Please repeat exactly the lines below from the one containing "Target: tall grass" down to the one containing "Target: empty park bench", both included, and nothing else.

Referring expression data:
* * * *

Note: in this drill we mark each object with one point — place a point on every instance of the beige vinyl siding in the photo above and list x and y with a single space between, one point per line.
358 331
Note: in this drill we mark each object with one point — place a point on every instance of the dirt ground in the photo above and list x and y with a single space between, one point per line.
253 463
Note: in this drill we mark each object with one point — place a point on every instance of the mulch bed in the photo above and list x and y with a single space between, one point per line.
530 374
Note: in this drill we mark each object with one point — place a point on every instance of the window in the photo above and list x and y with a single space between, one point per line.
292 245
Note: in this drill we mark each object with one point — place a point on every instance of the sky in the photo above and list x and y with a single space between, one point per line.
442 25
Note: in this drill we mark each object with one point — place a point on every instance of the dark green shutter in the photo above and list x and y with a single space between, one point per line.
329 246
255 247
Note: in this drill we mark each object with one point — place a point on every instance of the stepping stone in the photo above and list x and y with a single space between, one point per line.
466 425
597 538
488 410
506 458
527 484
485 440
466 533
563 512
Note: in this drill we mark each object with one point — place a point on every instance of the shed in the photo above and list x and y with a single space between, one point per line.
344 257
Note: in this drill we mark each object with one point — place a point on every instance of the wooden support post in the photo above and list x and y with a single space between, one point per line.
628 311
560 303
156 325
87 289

* * * *

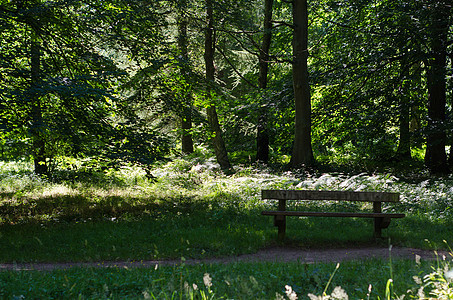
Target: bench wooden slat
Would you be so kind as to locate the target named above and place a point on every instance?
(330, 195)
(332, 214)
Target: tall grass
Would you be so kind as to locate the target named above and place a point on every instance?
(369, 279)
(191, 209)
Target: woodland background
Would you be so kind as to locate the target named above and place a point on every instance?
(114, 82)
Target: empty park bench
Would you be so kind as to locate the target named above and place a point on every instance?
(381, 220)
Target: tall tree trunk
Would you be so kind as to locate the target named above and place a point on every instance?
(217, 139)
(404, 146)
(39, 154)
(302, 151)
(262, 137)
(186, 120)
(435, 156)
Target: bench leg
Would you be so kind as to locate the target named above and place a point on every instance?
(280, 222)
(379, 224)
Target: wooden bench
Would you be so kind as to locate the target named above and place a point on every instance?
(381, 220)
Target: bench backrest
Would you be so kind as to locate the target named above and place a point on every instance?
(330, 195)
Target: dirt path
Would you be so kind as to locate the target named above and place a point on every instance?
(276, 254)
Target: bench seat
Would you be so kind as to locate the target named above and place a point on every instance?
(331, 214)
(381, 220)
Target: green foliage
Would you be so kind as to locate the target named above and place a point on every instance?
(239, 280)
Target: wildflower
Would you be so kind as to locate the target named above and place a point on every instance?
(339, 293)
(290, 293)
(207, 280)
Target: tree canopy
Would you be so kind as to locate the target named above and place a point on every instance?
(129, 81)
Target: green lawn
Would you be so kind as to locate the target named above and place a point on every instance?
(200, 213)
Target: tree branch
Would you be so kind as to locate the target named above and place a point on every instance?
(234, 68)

* * * *

Response
Target: tall grass
Would you be so kind as to locate the target named above and place a point on every instance?
(369, 279)
(191, 209)
Target: woodland background
Would you be so kind as to locate the target named above and place a point on every instance?
(114, 82)
Target: empty park bench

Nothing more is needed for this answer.